(Referring expression pointing data)

━━━━━━━━━━

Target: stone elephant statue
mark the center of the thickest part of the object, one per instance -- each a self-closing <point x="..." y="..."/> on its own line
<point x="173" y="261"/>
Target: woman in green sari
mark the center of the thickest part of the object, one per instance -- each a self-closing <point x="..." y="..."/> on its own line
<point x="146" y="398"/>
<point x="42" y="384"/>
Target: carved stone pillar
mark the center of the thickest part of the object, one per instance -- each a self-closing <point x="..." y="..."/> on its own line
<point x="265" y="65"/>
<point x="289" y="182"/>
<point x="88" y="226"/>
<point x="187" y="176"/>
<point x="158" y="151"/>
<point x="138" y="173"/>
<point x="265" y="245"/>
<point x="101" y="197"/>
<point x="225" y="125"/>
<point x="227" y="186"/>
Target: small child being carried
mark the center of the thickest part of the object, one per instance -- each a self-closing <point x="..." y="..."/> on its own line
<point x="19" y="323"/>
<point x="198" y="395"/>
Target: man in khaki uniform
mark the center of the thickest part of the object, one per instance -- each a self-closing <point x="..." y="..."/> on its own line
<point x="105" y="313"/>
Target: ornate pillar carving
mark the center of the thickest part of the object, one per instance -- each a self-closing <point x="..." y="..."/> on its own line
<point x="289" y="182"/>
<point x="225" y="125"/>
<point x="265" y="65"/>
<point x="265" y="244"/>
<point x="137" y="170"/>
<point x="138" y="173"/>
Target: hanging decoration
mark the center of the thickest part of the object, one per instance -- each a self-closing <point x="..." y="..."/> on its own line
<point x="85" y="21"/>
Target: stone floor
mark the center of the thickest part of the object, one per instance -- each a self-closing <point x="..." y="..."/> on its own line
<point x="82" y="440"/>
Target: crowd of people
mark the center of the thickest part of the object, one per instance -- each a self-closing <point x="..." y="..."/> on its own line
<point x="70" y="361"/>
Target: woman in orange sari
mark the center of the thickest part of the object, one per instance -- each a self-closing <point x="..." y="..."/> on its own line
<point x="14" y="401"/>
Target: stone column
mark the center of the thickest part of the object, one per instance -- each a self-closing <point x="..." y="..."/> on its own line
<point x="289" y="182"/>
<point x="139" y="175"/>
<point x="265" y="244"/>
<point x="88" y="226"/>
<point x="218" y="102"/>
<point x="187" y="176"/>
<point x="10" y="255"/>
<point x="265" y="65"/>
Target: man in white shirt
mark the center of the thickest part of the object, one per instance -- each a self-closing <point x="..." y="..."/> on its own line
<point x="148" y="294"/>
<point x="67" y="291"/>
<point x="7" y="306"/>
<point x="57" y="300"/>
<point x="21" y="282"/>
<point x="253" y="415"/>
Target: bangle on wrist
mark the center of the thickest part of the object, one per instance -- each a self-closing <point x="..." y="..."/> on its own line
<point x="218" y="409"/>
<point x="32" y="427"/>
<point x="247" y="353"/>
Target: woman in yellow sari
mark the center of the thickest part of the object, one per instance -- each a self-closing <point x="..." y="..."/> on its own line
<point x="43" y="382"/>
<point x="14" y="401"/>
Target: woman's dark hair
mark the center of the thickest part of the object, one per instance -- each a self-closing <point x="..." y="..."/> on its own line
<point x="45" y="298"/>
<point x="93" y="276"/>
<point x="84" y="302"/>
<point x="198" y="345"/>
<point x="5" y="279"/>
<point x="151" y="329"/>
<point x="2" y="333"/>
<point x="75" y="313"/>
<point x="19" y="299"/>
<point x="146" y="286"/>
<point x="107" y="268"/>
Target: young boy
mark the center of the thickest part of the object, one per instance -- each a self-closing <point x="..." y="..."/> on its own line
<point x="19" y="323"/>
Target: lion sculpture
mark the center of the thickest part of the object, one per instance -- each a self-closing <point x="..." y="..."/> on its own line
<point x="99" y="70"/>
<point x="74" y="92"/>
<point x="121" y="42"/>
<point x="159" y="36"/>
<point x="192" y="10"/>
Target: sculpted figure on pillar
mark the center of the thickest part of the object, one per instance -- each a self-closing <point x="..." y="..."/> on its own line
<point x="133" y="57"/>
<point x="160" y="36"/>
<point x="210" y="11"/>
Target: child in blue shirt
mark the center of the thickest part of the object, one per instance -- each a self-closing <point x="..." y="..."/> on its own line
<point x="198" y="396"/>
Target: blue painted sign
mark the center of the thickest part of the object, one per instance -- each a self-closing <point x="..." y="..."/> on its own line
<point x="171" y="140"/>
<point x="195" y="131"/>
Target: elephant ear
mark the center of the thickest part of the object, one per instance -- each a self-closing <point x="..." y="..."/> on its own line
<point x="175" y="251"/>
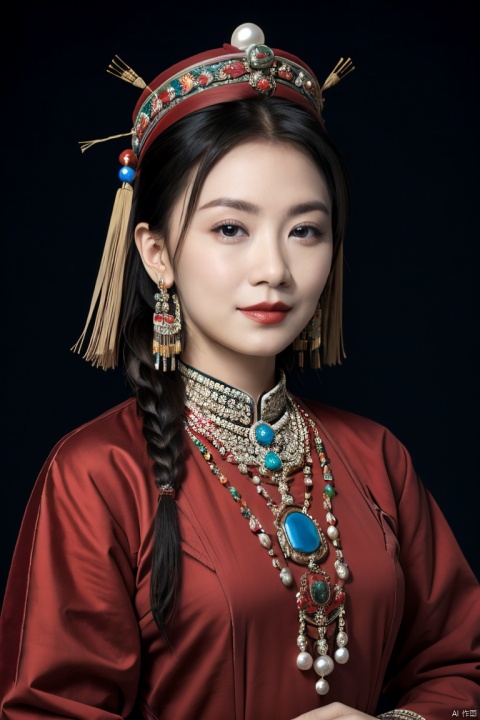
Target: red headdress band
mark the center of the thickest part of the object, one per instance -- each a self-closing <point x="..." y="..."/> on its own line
<point x="242" y="69"/>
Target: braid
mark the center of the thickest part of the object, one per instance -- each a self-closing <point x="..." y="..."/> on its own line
<point x="160" y="401"/>
<point x="186" y="150"/>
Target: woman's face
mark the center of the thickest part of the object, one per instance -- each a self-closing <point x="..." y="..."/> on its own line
<point x="256" y="255"/>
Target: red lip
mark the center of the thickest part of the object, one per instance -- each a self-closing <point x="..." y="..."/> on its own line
<point x="266" y="313"/>
<point x="267" y="307"/>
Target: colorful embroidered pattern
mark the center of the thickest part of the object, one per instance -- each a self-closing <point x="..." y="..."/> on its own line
<point x="259" y="67"/>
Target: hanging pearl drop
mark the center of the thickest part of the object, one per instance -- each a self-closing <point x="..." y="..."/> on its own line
<point x="286" y="577"/>
<point x="247" y="34"/>
<point x="322" y="687"/>
<point x="323" y="665"/>
<point x="342" y="570"/>
<point x="342" y="655"/>
<point x="304" y="661"/>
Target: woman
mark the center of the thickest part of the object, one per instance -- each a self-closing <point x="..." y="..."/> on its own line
<point x="217" y="548"/>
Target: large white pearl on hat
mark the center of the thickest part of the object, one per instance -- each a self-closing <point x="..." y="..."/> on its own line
<point x="246" y="35"/>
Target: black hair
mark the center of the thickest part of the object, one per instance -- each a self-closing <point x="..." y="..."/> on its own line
<point x="184" y="154"/>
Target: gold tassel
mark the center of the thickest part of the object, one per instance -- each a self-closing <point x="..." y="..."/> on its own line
<point x="102" y="350"/>
<point x="123" y="71"/>
<point x="341" y="69"/>
<point x="331" y="305"/>
<point x="85" y="144"/>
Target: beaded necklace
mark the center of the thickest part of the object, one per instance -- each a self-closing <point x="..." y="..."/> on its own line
<point x="320" y="603"/>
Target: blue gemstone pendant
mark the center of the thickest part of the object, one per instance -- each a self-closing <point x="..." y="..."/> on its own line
<point x="273" y="461"/>
<point x="300" y="536"/>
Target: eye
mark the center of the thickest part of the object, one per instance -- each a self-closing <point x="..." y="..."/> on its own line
<point x="229" y="230"/>
<point x="307" y="232"/>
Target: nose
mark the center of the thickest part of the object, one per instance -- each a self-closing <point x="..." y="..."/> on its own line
<point x="269" y="261"/>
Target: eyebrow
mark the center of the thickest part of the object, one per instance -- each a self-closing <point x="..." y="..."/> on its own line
<point x="253" y="209"/>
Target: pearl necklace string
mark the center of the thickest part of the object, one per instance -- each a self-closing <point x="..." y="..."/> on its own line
<point x="318" y="604"/>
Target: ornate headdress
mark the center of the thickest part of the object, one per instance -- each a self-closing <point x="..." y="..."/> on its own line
<point x="240" y="70"/>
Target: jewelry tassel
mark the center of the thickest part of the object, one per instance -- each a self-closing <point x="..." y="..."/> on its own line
<point x="102" y="349"/>
<point x="166" y="329"/>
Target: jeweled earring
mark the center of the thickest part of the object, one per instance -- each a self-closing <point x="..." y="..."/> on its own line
<point x="310" y="339"/>
<point x="166" y="329"/>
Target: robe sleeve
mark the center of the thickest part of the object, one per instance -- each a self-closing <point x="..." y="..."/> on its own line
<point x="435" y="665"/>
<point x="70" y="637"/>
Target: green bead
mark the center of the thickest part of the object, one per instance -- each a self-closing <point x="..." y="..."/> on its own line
<point x="320" y="592"/>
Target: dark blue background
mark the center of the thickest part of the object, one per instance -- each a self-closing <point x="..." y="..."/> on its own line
<point x="407" y="122"/>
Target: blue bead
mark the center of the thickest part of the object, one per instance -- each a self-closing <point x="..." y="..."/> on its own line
<point x="272" y="461"/>
<point x="264" y="434"/>
<point x="301" y="532"/>
<point x="126" y="174"/>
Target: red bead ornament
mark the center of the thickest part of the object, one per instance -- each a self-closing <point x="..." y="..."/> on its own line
<point x="128" y="157"/>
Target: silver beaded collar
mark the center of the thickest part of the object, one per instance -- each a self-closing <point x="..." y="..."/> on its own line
<point x="222" y="402"/>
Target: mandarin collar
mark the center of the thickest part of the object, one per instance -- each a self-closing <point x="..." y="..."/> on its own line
<point x="220" y="401"/>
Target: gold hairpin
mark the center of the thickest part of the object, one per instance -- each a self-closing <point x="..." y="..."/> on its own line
<point x="341" y="69"/>
<point x="120" y="69"/>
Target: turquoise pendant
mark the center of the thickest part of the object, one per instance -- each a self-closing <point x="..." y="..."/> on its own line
<point x="300" y="536"/>
<point x="301" y="532"/>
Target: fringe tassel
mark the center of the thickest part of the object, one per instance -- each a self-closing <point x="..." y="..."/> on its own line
<point x="332" y="312"/>
<point x="102" y="350"/>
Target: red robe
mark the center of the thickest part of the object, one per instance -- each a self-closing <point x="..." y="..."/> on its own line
<point x="78" y="639"/>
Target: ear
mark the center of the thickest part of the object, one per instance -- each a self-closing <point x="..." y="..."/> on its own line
<point x="154" y="254"/>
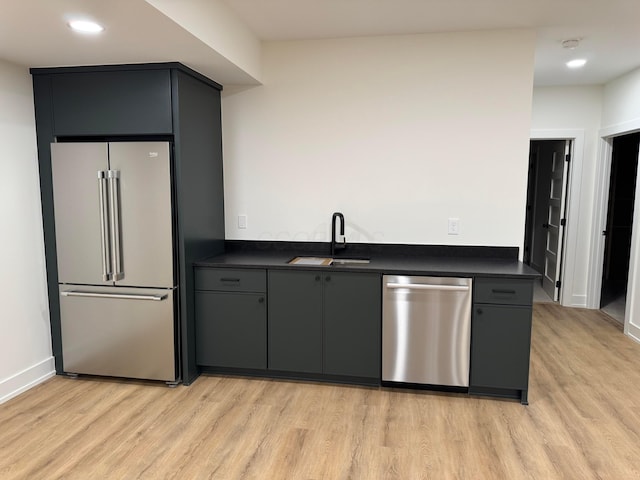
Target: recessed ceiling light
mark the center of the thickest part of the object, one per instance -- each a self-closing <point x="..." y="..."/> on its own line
<point x="85" y="26"/>
<point x="577" y="63"/>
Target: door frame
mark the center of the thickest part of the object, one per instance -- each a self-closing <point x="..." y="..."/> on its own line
<point x="601" y="198"/>
<point x="572" y="209"/>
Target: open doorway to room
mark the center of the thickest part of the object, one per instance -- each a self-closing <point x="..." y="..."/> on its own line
<point x="545" y="215"/>
<point x="617" y="249"/>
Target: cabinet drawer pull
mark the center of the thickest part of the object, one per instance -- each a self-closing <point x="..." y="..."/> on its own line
<point x="503" y="291"/>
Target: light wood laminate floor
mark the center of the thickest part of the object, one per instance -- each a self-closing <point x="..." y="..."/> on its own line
<point x="583" y="422"/>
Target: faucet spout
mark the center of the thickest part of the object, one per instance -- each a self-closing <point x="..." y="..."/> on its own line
<point x="337" y="243"/>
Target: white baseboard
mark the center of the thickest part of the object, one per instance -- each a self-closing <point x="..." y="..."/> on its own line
<point x="26" y="379"/>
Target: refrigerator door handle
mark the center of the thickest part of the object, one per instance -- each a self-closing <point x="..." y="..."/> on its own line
<point x="73" y="293"/>
<point x="104" y="227"/>
<point x="114" y="206"/>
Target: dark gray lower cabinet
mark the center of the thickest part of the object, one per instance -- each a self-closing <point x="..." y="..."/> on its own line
<point x="231" y="330"/>
<point x="231" y="318"/>
<point x="501" y="338"/>
<point x="295" y="321"/>
<point x="352" y="322"/>
<point x="325" y="323"/>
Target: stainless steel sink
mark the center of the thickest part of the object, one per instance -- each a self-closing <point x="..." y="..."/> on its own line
<point x="350" y="261"/>
<point x="327" y="261"/>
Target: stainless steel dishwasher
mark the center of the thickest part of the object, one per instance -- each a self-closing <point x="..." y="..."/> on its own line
<point x="426" y="330"/>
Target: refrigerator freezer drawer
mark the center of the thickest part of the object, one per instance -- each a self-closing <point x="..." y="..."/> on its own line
<point x="118" y="332"/>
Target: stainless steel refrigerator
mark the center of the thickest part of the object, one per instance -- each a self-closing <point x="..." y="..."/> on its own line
<point x="116" y="258"/>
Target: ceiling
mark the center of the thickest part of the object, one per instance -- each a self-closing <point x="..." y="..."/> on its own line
<point x="33" y="32"/>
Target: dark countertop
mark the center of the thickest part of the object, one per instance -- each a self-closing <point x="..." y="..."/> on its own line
<point x="384" y="259"/>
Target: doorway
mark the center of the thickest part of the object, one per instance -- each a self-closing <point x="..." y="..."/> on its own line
<point x="617" y="249"/>
<point x="545" y="214"/>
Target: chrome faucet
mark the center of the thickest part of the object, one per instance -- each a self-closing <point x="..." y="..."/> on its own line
<point x="337" y="243"/>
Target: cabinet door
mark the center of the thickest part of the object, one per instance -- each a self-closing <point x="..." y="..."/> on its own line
<point x="500" y="343"/>
<point x="231" y="329"/>
<point x="134" y="102"/>
<point x="352" y="319"/>
<point x="295" y="321"/>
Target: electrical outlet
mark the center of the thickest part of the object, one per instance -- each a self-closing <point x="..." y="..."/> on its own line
<point x="454" y="226"/>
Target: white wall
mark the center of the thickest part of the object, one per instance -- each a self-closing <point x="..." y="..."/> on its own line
<point x="213" y="22"/>
<point x="621" y="101"/>
<point x="621" y="114"/>
<point x="399" y="133"/>
<point x="25" y="343"/>
<point x="570" y="112"/>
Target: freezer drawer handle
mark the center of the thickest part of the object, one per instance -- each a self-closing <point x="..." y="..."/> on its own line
<point x="424" y="286"/>
<point x="104" y="227"/>
<point x="503" y="291"/>
<point x="72" y="293"/>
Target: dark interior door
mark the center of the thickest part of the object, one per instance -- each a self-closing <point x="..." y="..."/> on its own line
<point x="622" y="187"/>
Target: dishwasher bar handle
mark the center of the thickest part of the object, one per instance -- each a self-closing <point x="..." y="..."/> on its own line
<point x="425" y="286"/>
<point x="72" y="293"/>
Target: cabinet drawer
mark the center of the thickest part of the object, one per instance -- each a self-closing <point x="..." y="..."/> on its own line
<point x="231" y="280"/>
<point x="505" y="291"/>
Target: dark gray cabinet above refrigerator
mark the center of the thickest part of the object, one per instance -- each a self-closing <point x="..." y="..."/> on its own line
<point x="161" y="102"/>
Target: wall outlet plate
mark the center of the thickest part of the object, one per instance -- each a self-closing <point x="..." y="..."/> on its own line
<point x="454" y="226"/>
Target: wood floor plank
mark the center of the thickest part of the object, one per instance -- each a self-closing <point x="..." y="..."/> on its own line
<point x="583" y="421"/>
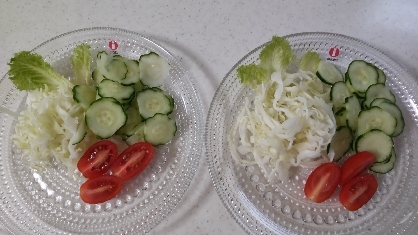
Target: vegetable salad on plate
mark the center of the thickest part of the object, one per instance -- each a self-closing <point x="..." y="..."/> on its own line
<point x="290" y="121"/>
<point x="307" y="113"/>
<point x="102" y="123"/>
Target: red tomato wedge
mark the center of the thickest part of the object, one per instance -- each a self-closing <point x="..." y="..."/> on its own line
<point x="358" y="191"/>
<point x="100" y="189"/>
<point x="322" y="182"/>
<point x="133" y="160"/>
<point x="98" y="159"/>
<point x="355" y="165"/>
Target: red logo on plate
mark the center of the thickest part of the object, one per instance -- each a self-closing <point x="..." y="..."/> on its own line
<point x="334" y="52"/>
<point x="113" y="45"/>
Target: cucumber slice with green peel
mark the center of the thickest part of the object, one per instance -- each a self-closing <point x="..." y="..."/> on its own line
<point x="394" y="110"/>
<point x="154" y="69"/>
<point x="97" y="76"/>
<point x="339" y="92"/>
<point x="133" y="119"/>
<point x="166" y="94"/>
<point x="328" y="73"/>
<point x="152" y="101"/>
<point x="378" y="101"/>
<point x="384" y="168"/>
<point x="159" y="129"/>
<point x="139" y="87"/>
<point x="353" y="108"/>
<point x="341" y="142"/>
<point x="378" y="91"/>
<point x="376" y="142"/>
<point x="109" y="88"/>
<point x="361" y="75"/>
<point x="376" y="118"/>
<point x="84" y="95"/>
<point x="138" y="135"/>
<point x="105" y="116"/>
<point x="133" y="74"/>
<point x="341" y="117"/>
<point x="80" y="133"/>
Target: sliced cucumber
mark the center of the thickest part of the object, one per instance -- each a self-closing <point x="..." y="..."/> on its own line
<point x="384" y="168"/>
<point x="341" y="117"/>
<point x="133" y="74"/>
<point x="339" y="92"/>
<point x="394" y="110"/>
<point x="154" y="69"/>
<point x="97" y="75"/>
<point x="361" y="75"/>
<point x="376" y="142"/>
<point x="376" y="118"/>
<point x="139" y="87"/>
<point x="138" y="135"/>
<point x="109" y="88"/>
<point x="152" y="101"/>
<point x="378" y="91"/>
<point x="328" y="73"/>
<point x="378" y="101"/>
<point x="105" y="116"/>
<point x="159" y="129"/>
<point x="341" y="142"/>
<point x="352" y="105"/>
<point x="84" y="95"/>
<point x="133" y="119"/>
<point x="166" y="94"/>
<point x="80" y="133"/>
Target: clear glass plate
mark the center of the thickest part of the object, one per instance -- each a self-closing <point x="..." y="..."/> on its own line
<point x="282" y="208"/>
<point x="48" y="202"/>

━━━━━━━━━━

● **EXERCISE PROMPT**
Go back to the lines above and output, exactly as they stand, the ones from the line containing "Target: ear" to the line containing "Target: door frame". Leave all pictures behind.

● **WRITTEN RESPONSE**
Target: ear
mark the center of the thickest part of the object, one per instance -- each a self-closing <point x="..." y="..."/> on its own line
<point x="154" y="254"/>
Target: recessed ceiling light
mark the center of the thickest part of the object, one per instance -- each a self-closing <point x="..." y="..."/> on its own line
<point x="85" y="26"/>
<point x="577" y="63"/>
Target: door frame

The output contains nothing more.